Given problem a
Find each line in the records below that contains the string "rind" and copy those lines. Case matters.

* START Page extract *

Any assistance would be greatly appreciated. Thank you!
Here's how I would do the first part (if I weren't using regex):
import string
LOWERCASE = set(string.ascii_lowercase)
def plus_surrounds(s):
"""Return True if `+` surrounds a single ascii lowercase letter."""
# initialize to 0 -- The first time through the loop is guaranteed not
# to find anything, but it will initialize `idx1` and `idx2` for us.
# We could actually make this more efficient by factoring out
# the first 2 `find` operations (left as an exercise).
idx2 = idx1 = 0
# if the indices are negative, we hit the end of the string.
while idx2 >= 0 and idx1 >= 0:
# if they're 2 spaces apart, check the character between them
# otherwise, keep going.
if (idx2 - idx1 == 2) and (s[idx1+1] in LOWERCASE):
return True
idx1 = s.find('+', idx2)
idx2 = s.find('+', max(idx1+1, 0))
return False
assert plus_surrounds('s+s+s')

* END Page extract *
* START Dataset extract *

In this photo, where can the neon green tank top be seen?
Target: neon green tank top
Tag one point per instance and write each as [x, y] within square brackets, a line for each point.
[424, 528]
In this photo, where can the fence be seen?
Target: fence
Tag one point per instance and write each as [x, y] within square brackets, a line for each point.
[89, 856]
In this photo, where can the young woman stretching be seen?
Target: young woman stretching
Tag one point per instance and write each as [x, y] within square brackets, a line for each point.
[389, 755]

* END Dataset extract *
* START Dataset extract *

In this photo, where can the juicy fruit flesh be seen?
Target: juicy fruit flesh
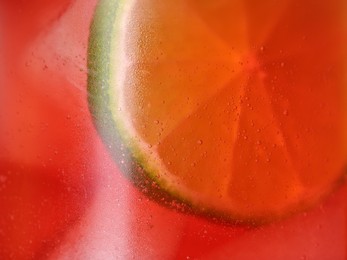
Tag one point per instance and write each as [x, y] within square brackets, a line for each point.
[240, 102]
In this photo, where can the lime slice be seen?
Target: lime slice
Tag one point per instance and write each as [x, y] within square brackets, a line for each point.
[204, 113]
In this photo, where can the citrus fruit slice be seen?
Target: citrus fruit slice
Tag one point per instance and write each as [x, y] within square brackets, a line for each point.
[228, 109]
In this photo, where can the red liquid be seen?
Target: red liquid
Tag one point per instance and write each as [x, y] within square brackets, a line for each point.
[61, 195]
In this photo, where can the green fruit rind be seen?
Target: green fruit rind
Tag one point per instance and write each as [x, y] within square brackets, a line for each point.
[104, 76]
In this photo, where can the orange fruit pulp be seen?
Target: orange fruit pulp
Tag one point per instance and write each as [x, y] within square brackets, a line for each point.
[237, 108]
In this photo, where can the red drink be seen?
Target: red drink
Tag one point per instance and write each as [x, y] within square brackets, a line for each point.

* END Dataset extract *
* START Dataset extract *

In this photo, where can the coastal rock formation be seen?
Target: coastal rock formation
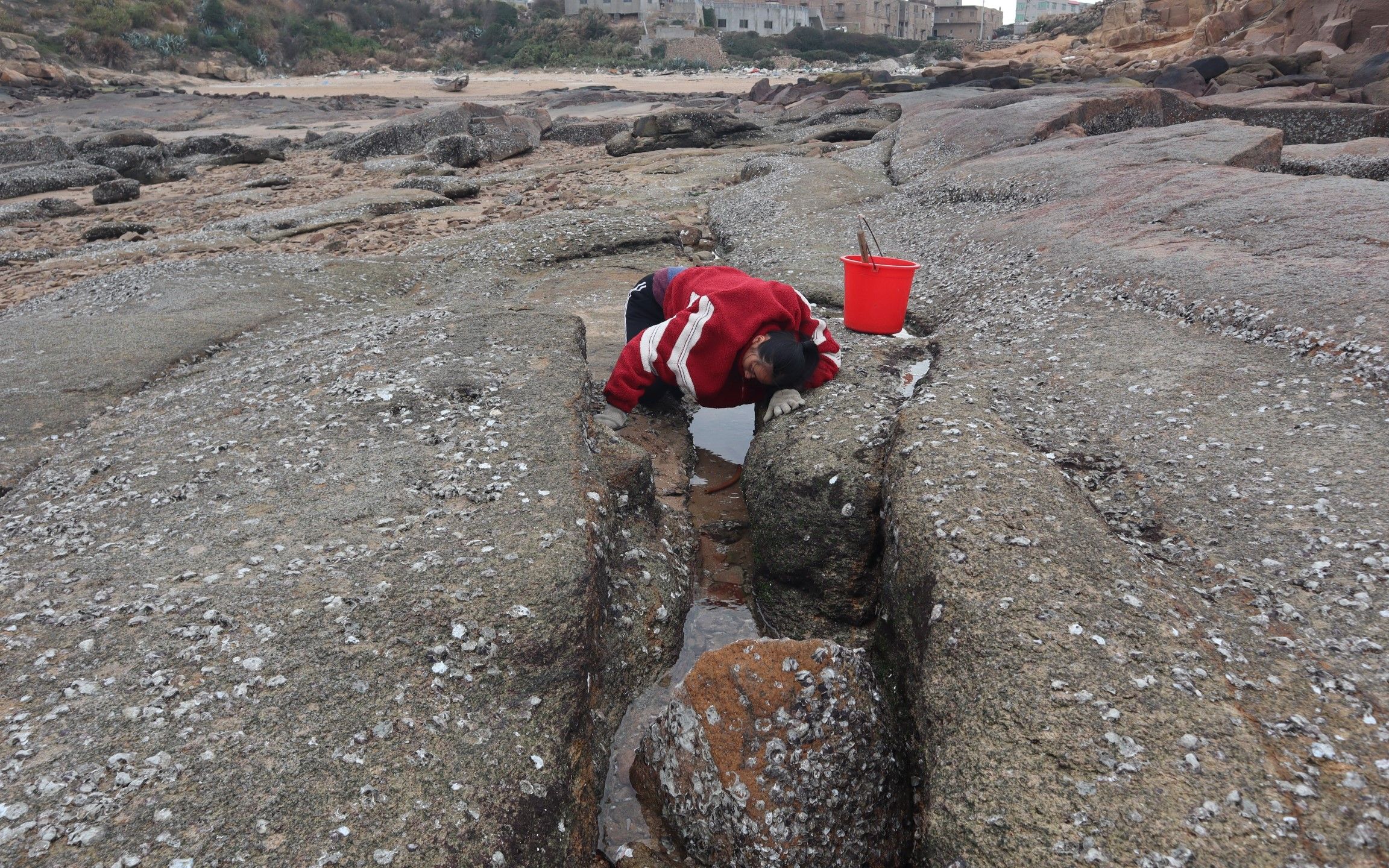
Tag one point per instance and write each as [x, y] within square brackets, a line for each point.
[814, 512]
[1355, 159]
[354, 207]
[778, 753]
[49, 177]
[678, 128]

* END Dataset extract *

Given problem b
Repeat the forum excerpt above word for word, everything from "while idx2 >= 0" down to "idx1 = s.find('+', idx2)".

Task output a
In this photo, where can the green fruit rind be seen?
Target: green fruit rind

Task output b
while idx2 >= 0 and idx1 >= 0:
# if they're 2 spaces apart, check the character between them
# otherwise, keep going.
if (idx2 - idx1 == 2) and (s[idx1+1] in LOWERCASE):
return True
idx1 = s.find('+', idx2)